- PROBLEM DESCRIPTION:
Every record that follows must be duplicated exactly, with images left out.

- DATASET ENTRIES:
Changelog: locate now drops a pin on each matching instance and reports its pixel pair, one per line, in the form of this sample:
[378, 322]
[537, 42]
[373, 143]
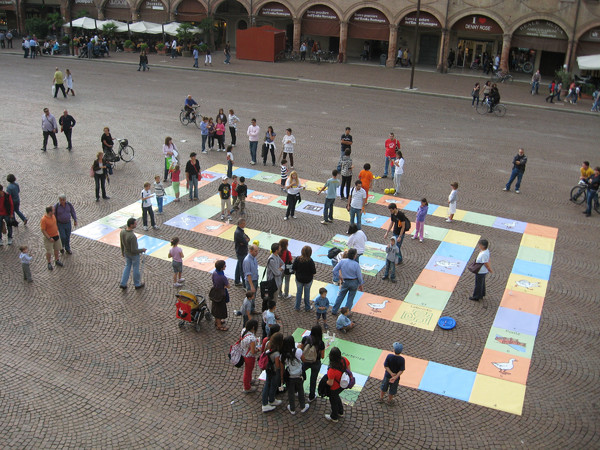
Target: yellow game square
[498, 394]
[541, 243]
[417, 316]
[528, 285]
[461, 238]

- WRITTEN RESPONSE:
Changelog: locate now drops a pin on each matching instance and reports its pixel pair, one per line, in the form of this sample:
[378, 322]
[537, 42]
[373, 143]
Target: yellow game square
[498, 394]
[541, 243]
[417, 316]
[528, 285]
[461, 238]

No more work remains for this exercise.